TEXT SHOWN:
Reaching passive candidates – the key to a high quality, diverse candidate pool

These days, it’s not difficult to get lots of applications for your open jobs. Post them to your own website and a job board or two and the job hunters will find them.

The trick is reaching not just lots of candidates, but the one great hire that will make your search a success. And the reason finding that great hire can be so challenging is very simple – great hires aren’t job hunting. They already have jobs.

That’s why your recruiting strategy has to include smart ways to get job information to “passive candidates” – engaged professionals who don’t consider themselves on the job market, but might be intrigued by a new opportunity if they learn about it.

Keep in mind Inside Higher Ed’s 10 tips for recruiting passive candidates, and surprise yourself with the quality of your next candidate pool.

  1. Network! Don’t think of advertising as your only means for communicating about open jobs. Talk to the great people already working in similar jobs about how they found their jobs. Find out if folks on campus are members of the right professional group or association for the job you’re filling – is there a listserv? An online bulletin board? Get creative.
  2. Advertise your institution, not just your jobs. Your marketing department is always promoting your institution to students and some of the same marketing strategies can ensure that when you have job openings, great candidates will be interested. Be less reactive (starting the recruitment process when the job opens) and more proactive (think of recruiting as an all-the-time activity, like student recruiting).
  3. Advertise beyond the job boards. When it is time to publicize a specific opening, job boards are efficient and economical, but they’re only going to reach job hunters. Look for websites and other outlets that have a draw for professionals who aren’t on the hunt (like Inside Higher Ed :)
  4. Put your job announcements to work. Passive candidates won’t dig your posting out of a database – take advantage of tools like Google AdSense, banner advertising and email advertising to get messages in front of them even when they’re not searching.
  5. Write your job postings with passive candidates in mind. Don’t start with responsibilities and qualifications (which are about what you need); instead, highlight the reasons a great hire would really love the job (more on writing effective job postings in our Write Job Postings That Land Great Hires section).
  6. Make sure your own jobs website sells your jobs. The page candidates hit when they click from your postings or your home page to learn about jobs at your school should create an immediate, positive impression of what it’s like to work at your school (more on effective employment websites in the Do’s and Don’ts of Effective Jobs Pages section).
  7. Never miss an opportunity to promote jobs. Make sure the URL for your jobs web page is included in ALL institutional marketing materials (you never know whose parent might turn out to be your next top hire).
  8. Don’t start the application process too quickly. Never assume a candidate has arrived at your site to apply for a job. Always provide them with a quick link to your job application, but also organize the kinds of links that a person who wants to explore your institution will find useful.
  9. Keep your application as simple as possible. It’s easy to get caught up in how easy your Applicant Tracking System can make your data collection and processing and lose sight of the candidate’s experience. Keep your requirements focused on what you really need at each point in the process, not on what your database can collect.
  10. Treat ALL candidates politely. Acknowledge applications, respond to inquiries and let folks know the status of the search and their application. The person who’s not quite right for the job you have open today could be a perfect fit for the one that opens up tomorrow.

GIVEN REQUEST 1: Recast the listing lines from the one with "Target: v-shaped ruffle panel" to the one with "(1036, 544)" as a Markdown table with the columns Row and Line, leaving out any blank lines.
The article on passive candidates and the listing come from unrelated sources.

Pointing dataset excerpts

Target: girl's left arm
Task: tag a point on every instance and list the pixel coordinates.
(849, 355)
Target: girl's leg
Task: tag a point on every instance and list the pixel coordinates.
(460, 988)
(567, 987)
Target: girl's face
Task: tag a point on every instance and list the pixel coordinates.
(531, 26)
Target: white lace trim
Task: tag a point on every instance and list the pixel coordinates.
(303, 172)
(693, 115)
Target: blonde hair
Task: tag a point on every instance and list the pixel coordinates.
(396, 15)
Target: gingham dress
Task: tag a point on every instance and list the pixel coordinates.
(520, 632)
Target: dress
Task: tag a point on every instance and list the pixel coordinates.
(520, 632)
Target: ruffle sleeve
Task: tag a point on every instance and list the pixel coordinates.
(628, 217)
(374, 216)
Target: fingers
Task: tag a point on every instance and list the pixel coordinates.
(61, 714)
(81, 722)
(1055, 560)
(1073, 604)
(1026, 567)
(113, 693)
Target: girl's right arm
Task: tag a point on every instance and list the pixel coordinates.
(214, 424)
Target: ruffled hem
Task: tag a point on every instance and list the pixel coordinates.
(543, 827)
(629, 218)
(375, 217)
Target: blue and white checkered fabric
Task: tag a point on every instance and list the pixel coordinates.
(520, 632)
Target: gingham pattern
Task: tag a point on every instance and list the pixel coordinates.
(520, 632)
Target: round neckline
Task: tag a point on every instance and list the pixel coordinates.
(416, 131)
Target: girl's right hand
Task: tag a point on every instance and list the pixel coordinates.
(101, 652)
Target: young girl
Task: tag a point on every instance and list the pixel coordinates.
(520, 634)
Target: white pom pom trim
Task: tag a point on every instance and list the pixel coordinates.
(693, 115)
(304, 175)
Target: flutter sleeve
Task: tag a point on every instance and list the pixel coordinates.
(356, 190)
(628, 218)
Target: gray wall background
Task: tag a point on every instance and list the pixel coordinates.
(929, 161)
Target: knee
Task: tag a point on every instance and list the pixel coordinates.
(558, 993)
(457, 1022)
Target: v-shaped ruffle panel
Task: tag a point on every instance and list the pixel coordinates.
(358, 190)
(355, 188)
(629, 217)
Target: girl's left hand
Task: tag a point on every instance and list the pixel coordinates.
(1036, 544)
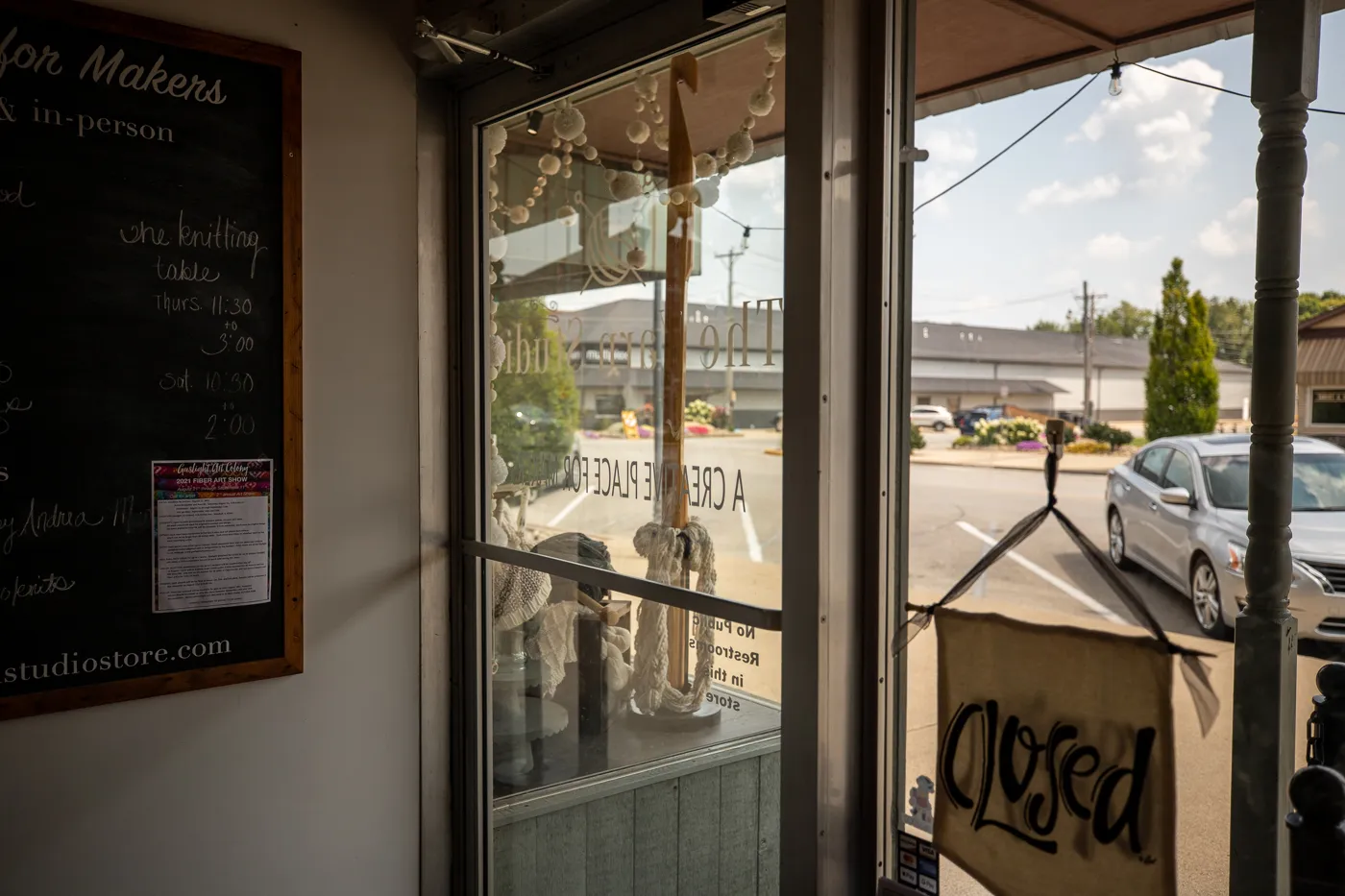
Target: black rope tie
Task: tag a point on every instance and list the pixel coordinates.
(1193, 668)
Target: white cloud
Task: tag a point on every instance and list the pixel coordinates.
(1110, 247)
(1313, 224)
(1217, 240)
(951, 154)
(1062, 194)
(1165, 118)
(1235, 231)
(950, 147)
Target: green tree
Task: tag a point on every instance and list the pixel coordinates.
(1231, 326)
(1311, 304)
(1125, 321)
(1181, 389)
(537, 405)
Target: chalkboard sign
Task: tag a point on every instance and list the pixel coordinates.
(150, 358)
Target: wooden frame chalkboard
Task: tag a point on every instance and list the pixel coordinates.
(241, 166)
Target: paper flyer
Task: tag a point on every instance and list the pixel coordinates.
(211, 533)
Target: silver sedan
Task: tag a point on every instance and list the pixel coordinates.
(1179, 507)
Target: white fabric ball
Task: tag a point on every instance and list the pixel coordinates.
(638, 131)
(762, 103)
(775, 40)
(706, 194)
(624, 186)
(740, 147)
(495, 138)
(569, 123)
(648, 85)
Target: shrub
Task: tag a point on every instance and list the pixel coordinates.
(1088, 447)
(699, 412)
(1110, 435)
(1008, 430)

GIVEN REQUEST 2: According to the article on passive candidates, why can finding a great hire be so challenging?

WRITTEN SOLUTION 1:
| Row | Line |
|---|---|
| 1 | Target: v-shaped ruffle panel |
| 2 | Task: tag a point on every instance and list the pixel coordinates. |
| 3 | (358, 190) |
| 4 | (355, 188) |
| 5 | (629, 217) |
| 6 | Target: girl's left hand |
| 7 | Task: tag a point on every instance and list the pixel coordinates. |
| 8 | (1036, 544) |

WRITTEN SOLUTION 2: Great hires aren't job hunting, because they already have jobs.